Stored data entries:
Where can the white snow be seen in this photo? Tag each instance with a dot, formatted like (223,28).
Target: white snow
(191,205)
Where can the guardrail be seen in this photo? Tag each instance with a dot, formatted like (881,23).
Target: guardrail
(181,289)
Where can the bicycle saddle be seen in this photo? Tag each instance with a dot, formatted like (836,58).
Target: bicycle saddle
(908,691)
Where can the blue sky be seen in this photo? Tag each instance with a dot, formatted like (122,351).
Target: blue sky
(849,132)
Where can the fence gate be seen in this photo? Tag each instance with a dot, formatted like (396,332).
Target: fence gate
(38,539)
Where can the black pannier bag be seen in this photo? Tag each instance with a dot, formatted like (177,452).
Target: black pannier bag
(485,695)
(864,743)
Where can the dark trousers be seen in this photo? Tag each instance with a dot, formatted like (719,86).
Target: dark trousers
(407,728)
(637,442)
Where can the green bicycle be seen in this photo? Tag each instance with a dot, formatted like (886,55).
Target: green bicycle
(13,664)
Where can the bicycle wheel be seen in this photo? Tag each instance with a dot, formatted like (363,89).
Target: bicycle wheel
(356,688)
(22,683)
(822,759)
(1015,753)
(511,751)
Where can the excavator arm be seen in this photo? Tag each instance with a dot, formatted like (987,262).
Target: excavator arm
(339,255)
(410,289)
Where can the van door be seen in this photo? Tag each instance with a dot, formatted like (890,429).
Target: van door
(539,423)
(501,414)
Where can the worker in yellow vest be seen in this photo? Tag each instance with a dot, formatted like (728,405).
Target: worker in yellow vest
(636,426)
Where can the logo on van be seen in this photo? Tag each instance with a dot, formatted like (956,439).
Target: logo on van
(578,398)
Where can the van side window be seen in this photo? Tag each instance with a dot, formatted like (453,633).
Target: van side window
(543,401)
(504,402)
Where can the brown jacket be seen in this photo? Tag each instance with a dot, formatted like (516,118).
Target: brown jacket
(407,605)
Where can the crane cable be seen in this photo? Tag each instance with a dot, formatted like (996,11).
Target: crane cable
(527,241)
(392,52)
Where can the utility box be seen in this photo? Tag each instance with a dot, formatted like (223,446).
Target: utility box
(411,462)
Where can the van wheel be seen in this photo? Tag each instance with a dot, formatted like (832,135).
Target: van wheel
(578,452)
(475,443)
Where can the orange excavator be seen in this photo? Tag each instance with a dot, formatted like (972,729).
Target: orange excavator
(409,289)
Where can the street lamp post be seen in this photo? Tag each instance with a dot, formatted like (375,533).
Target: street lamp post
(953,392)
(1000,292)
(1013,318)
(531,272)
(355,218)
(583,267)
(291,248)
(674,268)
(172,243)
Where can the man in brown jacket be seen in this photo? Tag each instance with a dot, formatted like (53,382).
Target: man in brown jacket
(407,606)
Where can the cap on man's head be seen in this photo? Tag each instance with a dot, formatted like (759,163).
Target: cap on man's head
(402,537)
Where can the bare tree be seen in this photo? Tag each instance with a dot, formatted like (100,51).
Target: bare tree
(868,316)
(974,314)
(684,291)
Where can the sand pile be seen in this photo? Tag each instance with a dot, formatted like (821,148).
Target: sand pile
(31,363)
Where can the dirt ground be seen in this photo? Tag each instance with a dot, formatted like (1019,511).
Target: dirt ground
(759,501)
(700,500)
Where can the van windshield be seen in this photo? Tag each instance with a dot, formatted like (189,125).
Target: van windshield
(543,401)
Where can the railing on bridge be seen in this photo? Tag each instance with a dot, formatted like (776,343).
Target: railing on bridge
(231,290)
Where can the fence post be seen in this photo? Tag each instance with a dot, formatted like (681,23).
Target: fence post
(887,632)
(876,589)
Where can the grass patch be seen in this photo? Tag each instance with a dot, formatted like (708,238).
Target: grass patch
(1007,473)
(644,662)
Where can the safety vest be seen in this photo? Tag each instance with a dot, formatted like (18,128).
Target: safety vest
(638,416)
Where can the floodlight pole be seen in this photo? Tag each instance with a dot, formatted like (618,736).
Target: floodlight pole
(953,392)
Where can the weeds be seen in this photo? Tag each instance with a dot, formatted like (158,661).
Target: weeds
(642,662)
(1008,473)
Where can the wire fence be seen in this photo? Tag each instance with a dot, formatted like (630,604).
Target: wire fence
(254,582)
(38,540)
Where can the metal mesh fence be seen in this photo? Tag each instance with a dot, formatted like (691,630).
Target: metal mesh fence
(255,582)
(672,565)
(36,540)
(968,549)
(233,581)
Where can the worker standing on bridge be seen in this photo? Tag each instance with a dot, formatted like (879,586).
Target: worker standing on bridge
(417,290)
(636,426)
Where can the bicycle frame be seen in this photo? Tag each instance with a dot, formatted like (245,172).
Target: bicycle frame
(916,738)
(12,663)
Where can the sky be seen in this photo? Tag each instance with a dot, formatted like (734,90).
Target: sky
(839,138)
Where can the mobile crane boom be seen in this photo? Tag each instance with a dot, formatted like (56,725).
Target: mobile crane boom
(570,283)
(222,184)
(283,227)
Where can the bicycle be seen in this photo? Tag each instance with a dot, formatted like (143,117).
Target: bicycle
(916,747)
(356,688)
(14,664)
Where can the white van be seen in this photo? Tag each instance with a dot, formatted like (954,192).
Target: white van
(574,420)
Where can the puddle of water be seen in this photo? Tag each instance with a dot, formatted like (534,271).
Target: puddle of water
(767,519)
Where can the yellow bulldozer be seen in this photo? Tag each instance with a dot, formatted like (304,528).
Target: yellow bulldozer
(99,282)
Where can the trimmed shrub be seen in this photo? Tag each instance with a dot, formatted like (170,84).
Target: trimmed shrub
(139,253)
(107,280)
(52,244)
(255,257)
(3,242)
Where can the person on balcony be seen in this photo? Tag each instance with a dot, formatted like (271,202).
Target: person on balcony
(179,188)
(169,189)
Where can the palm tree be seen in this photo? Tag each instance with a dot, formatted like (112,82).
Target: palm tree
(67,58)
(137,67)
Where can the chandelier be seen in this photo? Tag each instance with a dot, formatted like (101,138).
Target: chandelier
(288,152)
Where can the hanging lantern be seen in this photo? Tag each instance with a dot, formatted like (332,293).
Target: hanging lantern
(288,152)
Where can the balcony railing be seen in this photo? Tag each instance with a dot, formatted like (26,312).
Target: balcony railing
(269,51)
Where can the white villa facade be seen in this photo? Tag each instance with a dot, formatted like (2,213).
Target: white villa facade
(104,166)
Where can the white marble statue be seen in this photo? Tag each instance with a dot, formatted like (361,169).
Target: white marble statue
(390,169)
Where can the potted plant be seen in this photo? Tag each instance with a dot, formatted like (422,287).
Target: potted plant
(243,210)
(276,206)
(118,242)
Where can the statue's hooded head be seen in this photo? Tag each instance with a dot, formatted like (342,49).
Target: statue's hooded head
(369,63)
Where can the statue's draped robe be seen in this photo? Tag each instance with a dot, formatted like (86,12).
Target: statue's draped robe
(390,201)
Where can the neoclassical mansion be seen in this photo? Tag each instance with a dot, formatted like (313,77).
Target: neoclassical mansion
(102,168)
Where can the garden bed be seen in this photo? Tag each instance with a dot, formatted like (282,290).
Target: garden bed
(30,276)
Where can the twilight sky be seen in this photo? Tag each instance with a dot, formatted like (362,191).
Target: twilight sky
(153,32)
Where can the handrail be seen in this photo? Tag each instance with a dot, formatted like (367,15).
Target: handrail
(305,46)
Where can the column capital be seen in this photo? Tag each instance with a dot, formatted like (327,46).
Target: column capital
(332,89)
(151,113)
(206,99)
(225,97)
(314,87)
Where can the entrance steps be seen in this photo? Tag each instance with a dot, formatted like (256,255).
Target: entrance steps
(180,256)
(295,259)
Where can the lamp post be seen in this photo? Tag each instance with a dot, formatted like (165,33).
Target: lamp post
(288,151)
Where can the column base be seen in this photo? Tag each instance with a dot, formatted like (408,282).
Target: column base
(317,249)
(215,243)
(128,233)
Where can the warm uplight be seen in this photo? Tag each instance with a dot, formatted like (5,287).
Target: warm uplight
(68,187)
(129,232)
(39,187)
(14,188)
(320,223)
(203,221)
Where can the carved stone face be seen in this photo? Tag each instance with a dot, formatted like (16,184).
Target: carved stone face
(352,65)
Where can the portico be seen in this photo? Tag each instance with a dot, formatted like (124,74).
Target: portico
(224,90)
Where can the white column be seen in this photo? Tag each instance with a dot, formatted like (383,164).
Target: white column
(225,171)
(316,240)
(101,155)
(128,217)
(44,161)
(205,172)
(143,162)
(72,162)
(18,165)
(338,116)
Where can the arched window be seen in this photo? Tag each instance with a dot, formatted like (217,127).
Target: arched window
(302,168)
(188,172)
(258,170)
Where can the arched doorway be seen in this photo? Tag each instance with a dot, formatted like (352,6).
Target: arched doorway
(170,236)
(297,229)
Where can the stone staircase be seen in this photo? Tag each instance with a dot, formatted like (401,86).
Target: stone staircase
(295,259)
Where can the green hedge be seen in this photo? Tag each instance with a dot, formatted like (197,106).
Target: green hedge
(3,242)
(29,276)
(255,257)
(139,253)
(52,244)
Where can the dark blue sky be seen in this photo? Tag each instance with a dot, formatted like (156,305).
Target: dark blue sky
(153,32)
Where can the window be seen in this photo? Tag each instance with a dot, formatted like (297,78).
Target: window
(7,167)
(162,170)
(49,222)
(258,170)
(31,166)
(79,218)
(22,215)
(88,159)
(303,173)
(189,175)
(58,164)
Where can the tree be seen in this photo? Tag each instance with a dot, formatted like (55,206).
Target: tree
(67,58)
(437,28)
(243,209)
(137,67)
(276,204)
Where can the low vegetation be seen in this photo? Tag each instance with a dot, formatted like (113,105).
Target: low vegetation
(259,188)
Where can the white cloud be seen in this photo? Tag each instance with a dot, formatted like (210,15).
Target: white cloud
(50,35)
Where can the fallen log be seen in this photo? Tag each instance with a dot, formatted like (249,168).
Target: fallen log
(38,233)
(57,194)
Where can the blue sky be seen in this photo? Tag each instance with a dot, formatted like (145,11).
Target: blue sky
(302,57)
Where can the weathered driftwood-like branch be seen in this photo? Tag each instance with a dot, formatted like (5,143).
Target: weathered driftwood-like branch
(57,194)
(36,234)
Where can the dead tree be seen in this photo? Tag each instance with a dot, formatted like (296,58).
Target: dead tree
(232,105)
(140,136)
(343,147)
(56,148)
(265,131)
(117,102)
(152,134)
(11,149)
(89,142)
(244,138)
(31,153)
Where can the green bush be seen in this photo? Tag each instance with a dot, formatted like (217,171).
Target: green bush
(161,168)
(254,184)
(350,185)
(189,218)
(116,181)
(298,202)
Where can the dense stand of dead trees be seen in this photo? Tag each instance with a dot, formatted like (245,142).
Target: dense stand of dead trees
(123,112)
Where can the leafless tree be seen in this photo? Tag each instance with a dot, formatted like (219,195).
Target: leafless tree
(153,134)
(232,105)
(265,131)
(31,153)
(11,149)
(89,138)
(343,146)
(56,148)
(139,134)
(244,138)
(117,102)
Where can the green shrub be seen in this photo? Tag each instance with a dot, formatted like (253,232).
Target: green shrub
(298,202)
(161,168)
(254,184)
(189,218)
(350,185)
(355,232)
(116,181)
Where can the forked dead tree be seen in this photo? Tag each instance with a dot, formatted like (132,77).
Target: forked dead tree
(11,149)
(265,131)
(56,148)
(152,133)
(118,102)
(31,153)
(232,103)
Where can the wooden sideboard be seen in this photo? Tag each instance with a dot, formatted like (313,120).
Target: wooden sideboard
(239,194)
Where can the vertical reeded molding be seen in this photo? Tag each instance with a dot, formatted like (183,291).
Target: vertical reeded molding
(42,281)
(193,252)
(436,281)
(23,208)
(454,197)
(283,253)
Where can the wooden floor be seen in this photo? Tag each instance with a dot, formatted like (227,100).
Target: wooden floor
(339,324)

- TRY IT:
Write out again exactly the lines that run from the one holding "Target: forked dead tree" through the last line of the data; omit all other lines.

- SOLVED EXERCISE:
Target: forked dead tree
(11,149)
(265,131)
(56,148)
(152,133)
(118,102)
(31,153)
(232,103)
Where can the wooden sideboard be seen in this photo? Tag each instance with a dot, formatted like (313,120).
Target: wooden sideboard
(239,194)
Where can the vertical reeded molding be seen in this photo? Tag each instance with a dot, formatted like (183,291).
Target: vertical reeded molding
(42,281)
(193,252)
(436,281)
(23,208)
(454,197)
(283,253)
Where can the wooden floor be seen in this photo? Tag each instance with a dot, formatted like (227,100).
Target: wooden floor
(339,324)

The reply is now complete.